* GIVEN PROBLEM
Transcribe precisely those lines of the listing that fall between the line containing "Locate the cityscape" and the last line, inclusive of both.

====== DATA SUPPLIED

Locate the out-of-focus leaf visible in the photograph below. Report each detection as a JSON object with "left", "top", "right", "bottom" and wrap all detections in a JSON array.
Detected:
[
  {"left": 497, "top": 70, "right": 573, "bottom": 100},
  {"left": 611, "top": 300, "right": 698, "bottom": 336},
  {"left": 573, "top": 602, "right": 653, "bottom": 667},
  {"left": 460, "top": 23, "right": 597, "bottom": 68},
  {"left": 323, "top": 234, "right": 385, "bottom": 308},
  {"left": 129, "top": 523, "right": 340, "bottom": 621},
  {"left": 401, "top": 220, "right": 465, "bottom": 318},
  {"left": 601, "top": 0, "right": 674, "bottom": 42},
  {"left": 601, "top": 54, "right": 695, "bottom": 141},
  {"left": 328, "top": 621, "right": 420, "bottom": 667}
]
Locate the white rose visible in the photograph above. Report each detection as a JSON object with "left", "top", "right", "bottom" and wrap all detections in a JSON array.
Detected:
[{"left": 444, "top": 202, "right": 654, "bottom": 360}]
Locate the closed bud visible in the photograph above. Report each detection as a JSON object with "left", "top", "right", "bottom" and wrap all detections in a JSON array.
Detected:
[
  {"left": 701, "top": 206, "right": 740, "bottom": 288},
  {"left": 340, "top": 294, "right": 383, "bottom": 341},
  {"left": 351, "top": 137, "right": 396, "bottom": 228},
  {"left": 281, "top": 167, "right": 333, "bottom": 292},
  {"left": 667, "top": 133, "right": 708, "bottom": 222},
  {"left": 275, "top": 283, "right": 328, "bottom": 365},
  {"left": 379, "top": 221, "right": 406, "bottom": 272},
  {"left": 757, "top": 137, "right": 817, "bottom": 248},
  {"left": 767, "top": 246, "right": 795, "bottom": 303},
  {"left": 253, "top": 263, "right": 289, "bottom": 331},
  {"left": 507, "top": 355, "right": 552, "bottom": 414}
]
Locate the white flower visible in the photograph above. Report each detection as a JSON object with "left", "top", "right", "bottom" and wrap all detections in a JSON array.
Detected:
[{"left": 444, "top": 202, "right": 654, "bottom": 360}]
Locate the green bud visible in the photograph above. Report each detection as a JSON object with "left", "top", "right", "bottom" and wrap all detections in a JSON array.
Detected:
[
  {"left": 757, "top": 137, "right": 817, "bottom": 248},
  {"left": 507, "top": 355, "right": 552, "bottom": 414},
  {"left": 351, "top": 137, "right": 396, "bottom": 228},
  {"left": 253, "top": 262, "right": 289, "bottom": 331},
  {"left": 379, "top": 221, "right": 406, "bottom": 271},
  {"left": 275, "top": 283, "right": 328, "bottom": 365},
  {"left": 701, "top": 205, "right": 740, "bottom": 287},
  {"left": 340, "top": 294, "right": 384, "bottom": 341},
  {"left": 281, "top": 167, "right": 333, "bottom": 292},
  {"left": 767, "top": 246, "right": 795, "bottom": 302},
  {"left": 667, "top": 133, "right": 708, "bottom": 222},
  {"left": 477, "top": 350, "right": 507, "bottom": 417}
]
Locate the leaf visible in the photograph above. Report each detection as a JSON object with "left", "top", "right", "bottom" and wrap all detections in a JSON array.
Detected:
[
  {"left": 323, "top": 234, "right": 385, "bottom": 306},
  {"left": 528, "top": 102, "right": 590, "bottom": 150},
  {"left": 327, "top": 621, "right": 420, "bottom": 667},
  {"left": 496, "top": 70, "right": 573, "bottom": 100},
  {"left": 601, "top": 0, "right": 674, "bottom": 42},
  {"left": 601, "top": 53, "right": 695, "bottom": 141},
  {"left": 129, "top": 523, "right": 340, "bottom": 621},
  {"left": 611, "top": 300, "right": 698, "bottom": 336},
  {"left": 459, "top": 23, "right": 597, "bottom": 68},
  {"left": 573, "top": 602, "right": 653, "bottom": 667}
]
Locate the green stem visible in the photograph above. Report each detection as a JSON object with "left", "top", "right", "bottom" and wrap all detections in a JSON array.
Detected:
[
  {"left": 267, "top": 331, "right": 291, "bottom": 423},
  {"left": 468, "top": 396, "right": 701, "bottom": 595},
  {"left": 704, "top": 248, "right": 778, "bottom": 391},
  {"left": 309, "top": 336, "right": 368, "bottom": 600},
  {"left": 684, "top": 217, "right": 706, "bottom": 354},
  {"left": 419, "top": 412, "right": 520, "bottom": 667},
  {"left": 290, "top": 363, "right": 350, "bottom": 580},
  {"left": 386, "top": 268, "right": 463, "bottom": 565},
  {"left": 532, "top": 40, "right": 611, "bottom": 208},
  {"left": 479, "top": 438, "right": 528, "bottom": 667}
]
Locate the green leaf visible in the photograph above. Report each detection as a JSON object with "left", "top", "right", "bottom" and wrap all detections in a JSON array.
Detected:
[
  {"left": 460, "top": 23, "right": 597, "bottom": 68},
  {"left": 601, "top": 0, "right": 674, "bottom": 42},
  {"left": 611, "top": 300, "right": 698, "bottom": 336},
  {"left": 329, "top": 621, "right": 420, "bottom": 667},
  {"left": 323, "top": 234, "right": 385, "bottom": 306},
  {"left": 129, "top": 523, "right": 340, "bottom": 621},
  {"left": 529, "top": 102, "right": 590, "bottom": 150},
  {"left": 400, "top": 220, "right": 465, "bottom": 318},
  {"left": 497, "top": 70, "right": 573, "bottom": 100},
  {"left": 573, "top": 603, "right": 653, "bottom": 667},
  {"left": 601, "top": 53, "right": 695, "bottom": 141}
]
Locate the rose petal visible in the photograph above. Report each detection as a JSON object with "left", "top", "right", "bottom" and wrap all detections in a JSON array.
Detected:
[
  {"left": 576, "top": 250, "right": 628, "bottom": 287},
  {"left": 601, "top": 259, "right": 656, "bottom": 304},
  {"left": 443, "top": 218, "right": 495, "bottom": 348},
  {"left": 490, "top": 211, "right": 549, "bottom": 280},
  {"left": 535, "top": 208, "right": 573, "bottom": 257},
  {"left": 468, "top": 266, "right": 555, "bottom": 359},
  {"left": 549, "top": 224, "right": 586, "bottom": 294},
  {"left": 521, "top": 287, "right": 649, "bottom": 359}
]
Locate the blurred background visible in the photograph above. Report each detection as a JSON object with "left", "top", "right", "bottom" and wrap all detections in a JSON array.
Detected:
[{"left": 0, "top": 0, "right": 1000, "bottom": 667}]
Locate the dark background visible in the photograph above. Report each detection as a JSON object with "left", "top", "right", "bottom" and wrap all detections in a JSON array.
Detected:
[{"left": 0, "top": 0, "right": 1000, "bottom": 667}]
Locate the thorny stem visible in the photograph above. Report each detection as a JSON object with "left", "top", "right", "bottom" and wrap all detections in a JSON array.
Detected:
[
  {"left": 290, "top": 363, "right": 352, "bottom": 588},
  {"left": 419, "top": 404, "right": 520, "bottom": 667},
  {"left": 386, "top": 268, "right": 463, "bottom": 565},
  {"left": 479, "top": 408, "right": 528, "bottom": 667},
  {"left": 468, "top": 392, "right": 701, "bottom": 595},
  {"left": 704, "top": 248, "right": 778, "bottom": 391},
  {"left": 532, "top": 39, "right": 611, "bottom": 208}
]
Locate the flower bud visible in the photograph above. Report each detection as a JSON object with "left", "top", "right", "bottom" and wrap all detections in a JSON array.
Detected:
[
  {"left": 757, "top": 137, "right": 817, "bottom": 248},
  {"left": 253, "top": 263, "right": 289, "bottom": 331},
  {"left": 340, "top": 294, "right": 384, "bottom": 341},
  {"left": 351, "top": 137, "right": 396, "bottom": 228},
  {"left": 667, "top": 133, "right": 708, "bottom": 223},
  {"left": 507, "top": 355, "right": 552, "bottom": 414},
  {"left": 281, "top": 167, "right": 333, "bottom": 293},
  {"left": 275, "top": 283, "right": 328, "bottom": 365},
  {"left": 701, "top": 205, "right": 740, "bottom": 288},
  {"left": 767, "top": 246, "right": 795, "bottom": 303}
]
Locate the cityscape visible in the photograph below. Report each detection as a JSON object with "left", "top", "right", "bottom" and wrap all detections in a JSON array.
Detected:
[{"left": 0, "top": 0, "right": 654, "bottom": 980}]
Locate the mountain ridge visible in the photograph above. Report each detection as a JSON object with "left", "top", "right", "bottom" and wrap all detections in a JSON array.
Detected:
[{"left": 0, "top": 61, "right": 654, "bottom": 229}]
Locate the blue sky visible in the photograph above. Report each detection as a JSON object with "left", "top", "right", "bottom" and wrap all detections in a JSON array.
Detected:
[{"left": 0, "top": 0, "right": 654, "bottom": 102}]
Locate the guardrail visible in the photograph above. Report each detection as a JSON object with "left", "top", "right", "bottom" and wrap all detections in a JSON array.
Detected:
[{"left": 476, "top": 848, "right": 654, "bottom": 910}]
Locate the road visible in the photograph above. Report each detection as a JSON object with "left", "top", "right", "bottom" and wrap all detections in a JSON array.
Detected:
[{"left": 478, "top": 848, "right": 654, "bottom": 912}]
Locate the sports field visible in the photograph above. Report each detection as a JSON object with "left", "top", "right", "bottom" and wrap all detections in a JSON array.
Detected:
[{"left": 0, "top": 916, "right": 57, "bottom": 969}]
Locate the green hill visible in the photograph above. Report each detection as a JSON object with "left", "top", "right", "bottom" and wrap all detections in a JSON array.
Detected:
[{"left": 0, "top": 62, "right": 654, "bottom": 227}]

============

* FINISHED EXERCISE
Locate the cityscape visible in the photograph below. Report each detection as a JSON object with "left", "top", "right", "bottom" and wrap all detections in a JSON array.
Detected:
[{"left": 0, "top": 0, "right": 654, "bottom": 980}]
Locate the mountain ridge visible in the photograph above. Report each detection as a JSON object with "left", "top", "right", "bottom" and wrap all detections in a JSON array.
Detected:
[{"left": 0, "top": 61, "right": 654, "bottom": 229}]
Locate the blue sky visible in the photograph above. Report each detection as a JSON object with "left", "top", "right", "bottom" and wrap all detections in a JSON array.
Detected:
[{"left": 0, "top": 0, "right": 654, "bottom": 102}]
Locate the guardrail visible in the photograph above. Report each detection as a JSON object with "left", "top", "right", "bottom" and wrap all detections in a JSON array.
Detected:
[{"left": 476, "top": 848, "right": 654, "bottom": 910}]
Locate the road visible in the photograph above. Report each detection as a JSON object with "left", "top", "right", "bottom" and wrap all detections in a JSON array.
Detected:
[{"left": 478, "top": 848, "right": 654, "bottom": 912}]
Locate the sports field visible in the photograph above. Report each detection as a JSON object with "left", "top", "right", "bottom" and wrap all detections in a JSON array.
Detected:
[{"left": 0, "top": 916, "right": 57, "bottom": 969}]
Locate the green hill visible in the photograph above. Report each detection as a JSON object with "left", "top", "right", "bottom" and wrap all detections in a JSON array.
Detected:
[{"left": 0, "top": 62, "right": 654, "bottom": 227}]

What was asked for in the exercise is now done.